* SET EXERCISE 1
In the news story below, who are the instructors leading the kids' workouts?

* PASSAGE TO READ
ONLY ON ABC-7: Using fitness to prevent drug abuse
The El Paso Juvenile Probation Department is working with the FBI to prevent young offenders from ending up behind bars.
The two agencies are trying to get the kids to pick up barbells, rather than end up behind jail cell bars.
The Wolves Den Gym on Wall Street in East-Central El Paso is full of kids doing jumping jacks, burpees and jump squats. Instructors squawk directions to the kids, who grimace as they broke out in a sweat.
This isn’t your average gym class. These kids are repeat juvenile offenders. The instructors are FBI agents.
This is JPD Fit, a new aspect of probation within the Juvenile Probation Department. Rosie Medina, the director of special programs with JPD, calls the fitness regimen a “positive intervention.”

* ENTRIES
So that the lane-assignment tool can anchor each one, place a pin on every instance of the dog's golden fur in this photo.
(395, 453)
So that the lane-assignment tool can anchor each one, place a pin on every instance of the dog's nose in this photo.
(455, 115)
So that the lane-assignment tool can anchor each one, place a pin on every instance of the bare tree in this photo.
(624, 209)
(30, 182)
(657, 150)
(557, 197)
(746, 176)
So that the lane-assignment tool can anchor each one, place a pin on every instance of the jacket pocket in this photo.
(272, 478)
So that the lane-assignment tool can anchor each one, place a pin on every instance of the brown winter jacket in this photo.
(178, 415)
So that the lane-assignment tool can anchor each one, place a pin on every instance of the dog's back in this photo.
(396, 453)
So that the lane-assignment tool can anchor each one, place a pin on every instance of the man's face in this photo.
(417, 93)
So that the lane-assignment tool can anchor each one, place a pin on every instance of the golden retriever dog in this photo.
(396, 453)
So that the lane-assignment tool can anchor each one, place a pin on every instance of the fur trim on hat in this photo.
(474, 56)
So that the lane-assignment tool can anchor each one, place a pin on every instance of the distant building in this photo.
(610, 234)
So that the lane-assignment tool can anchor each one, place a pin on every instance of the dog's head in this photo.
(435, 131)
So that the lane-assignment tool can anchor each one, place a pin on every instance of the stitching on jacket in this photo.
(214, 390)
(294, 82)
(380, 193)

* SET EXERCISE 2
Please extract the records from the line with "tree in this photo." up to and including the final line of the records, reproducing each line as it stands.

* ANSWER 1
FBI agents.

* ANSWER 2
So that the lane-assignment tool can anchor each one, place a pin on every instance of the bare tree in this photo.
(624, 209)
(30, 182)
(657, 150)
(557, 197)
(746, 176)
So that the lane-assignment tool can anchor each one, place a pin on every instance of the jacket pocket in this photo.
(272, 478)
So that the lane-assignment tool can anchor each one, place a pin on every instance of the brown winter jacket in this photo.
(178, 415)
So that the lane-assignment tool can anchor each one, place a pin on every instance of the dog's back in this photo.
(396, 453)
So that the lane-assignment tool can anchor each one, place a pin on every instance of the man's face in this photo.
(417, 93)
So that the lane-assignment tool can anchor each one, place a pin on every instance of the golden retriever dog in this photo.
(396, 453)
So that the lane-assignment tool can anchor each one, place a pin on every instance of the fur trim on hat in this photo.
(474, 56)
So that the lane-assignment tool can anchor each one, place a pin on every instance of the distant building in this photo.
(610, 234)
So that the lane-assignment tool can anchor each one, place a pin on every instance of the dog's head in this photo.
(435, 131)
So that the lane-assignment tool can anchor each one, place a pin on every instance of the stitching on jacket in this photo.
(214, 390)
(294, 82)
(380, 193)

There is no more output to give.